▶ _Task prompt_
Each line from the one containing "Query: dark short hair" to the end of the entries below must be restated exactly, and no other line should appear.
================
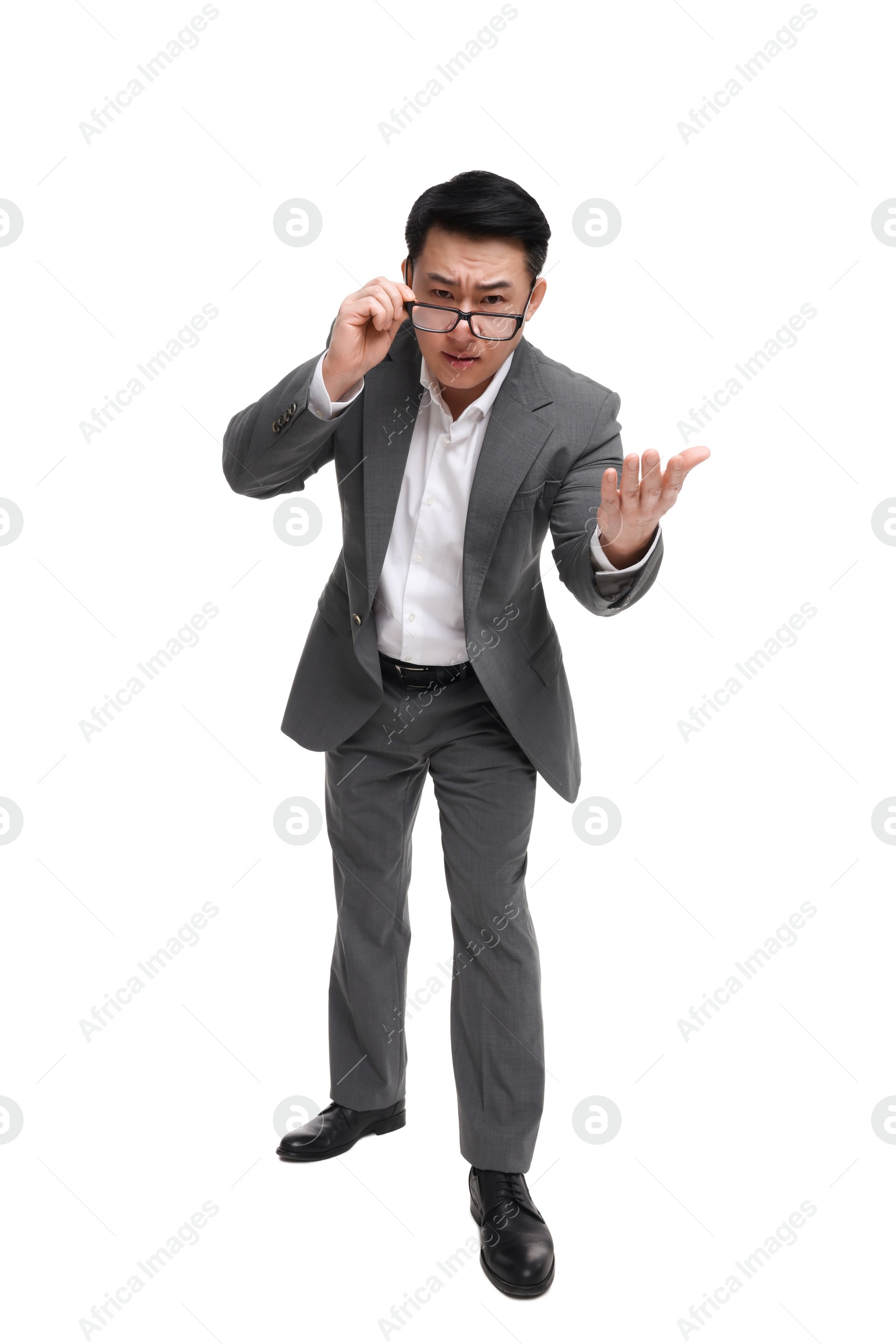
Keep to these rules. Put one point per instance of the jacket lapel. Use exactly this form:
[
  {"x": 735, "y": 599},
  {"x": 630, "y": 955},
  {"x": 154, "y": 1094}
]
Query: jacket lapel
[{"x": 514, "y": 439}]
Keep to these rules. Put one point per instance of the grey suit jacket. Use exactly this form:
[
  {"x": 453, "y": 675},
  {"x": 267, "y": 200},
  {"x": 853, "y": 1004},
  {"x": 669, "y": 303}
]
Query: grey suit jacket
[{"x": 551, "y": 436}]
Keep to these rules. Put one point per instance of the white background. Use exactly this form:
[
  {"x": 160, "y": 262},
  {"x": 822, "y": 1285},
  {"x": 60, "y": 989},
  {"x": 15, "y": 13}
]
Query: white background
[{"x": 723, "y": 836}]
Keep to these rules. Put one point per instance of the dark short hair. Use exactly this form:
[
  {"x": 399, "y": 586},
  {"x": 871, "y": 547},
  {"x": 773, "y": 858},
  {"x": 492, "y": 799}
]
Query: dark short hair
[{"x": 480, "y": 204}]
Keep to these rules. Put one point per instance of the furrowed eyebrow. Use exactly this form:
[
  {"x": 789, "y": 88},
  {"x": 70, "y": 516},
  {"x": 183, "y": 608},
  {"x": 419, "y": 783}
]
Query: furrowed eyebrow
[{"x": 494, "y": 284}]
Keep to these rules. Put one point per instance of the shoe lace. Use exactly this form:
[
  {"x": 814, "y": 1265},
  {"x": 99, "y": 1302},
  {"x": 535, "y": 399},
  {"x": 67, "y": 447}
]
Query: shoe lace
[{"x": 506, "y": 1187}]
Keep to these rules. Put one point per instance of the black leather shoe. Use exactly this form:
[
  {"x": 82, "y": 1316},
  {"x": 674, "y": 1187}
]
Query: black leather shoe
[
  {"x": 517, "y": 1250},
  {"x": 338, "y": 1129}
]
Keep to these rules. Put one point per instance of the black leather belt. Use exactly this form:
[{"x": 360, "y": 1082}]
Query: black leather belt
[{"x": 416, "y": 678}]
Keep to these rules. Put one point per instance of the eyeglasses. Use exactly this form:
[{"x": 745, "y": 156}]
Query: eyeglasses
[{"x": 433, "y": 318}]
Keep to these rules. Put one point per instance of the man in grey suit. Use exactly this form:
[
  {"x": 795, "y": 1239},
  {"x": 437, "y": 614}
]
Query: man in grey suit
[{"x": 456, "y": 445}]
================
▶ _Answer section_
Query: dark short hair
[{"x": 480, "y": 204}]
Keep to these rules. Put one point per instance of the furrowed eyebrow. Use exactly this form:
[
  {"x": 789, "y": 88},
  {"x": 70, "y": 516},
  {"x": 183, "y": 608},
  {"x": 419, "y": 783}
]
Query: furrowed eyebrow
[{"x": 494, "y": 284}]
Keep to these rules. Put one point per instance of the shoe lace. Use exactly this form:
[
  {"x": 814, "y": 1265},
  {"x": 99, "y": 1302},
  {"x": 535, "y": 399},
  {"x": 67, "y": 447}
]
Query: shoe lace
[{"x": 506, "y": 1187}]
Keep to these rules. Put one point per instance of the black leather shoe. Use exactly this form:
[
  {"x": 82, "y": 1316},
  {"x": 674, "y": 1187}
]
Query: black leather shoe
[
  {"x": 517, "y": 1250},
  {"x": 338, "y": 1129}
]
Keep to these rules. Put one point per instance of the black leather belt. Use exactly this form:
[{"x": 360, "y": 1082}]
Query: black leather belt
[{"x": 416, "y": 678}]
Keep to these rules. Put one point per instance of the eyeglasses. Use exactly this form:
[{"x": 745, "y": 156}]
Query: eyeglasses
[{"x": 433, "y": 318}]
Keep to these rules. Put one point per instance of the man in grey suit. Use exactly this form:
[
  {"x": 795, "y": 1239},
  {"x": 437, "y": 614}
]
Query: man in grey suit
[{"x": 456, "y": 445}]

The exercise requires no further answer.